---------- Data rows
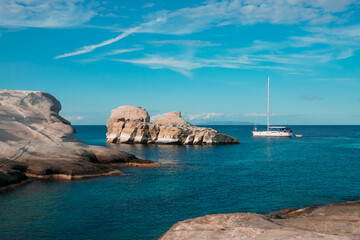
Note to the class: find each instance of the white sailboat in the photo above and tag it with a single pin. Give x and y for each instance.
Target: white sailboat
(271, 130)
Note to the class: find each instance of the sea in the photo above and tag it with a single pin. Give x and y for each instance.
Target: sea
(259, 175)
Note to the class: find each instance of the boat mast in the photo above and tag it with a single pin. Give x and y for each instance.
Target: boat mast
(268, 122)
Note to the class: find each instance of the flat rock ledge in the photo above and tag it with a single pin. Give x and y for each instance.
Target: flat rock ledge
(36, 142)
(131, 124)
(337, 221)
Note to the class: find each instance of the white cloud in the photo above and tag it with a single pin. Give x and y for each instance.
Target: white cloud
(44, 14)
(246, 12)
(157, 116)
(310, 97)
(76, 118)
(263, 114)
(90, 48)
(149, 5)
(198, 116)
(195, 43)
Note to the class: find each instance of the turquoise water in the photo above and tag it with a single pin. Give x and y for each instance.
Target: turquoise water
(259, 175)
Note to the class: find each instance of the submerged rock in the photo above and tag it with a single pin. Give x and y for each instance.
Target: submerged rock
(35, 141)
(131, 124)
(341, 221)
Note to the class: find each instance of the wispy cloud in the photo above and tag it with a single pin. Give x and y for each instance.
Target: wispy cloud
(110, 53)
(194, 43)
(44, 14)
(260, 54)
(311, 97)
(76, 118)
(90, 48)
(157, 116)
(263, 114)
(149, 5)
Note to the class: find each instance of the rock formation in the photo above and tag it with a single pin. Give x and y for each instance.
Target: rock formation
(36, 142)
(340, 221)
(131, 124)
--------------------
---------- Data rows
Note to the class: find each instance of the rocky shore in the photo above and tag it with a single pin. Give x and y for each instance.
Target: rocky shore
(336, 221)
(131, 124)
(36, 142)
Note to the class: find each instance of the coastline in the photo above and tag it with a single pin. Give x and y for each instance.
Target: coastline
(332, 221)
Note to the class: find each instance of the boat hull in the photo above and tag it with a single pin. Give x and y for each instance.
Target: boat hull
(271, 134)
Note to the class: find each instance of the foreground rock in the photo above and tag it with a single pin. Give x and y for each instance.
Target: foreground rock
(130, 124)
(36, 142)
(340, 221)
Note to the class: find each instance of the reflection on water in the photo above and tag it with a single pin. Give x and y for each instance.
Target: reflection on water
--------------------
### Task goal
Copy out, word for word, the stretch of the records from the line containing "Note to the class: find each instance of the reflection" through the line containing "Target: reflection on water".

### Answer to the task
Note to the class: find each instance of the reflection on water in the photo above and tag it with a single pin. Give x and y for each instance.
Target: reflection on water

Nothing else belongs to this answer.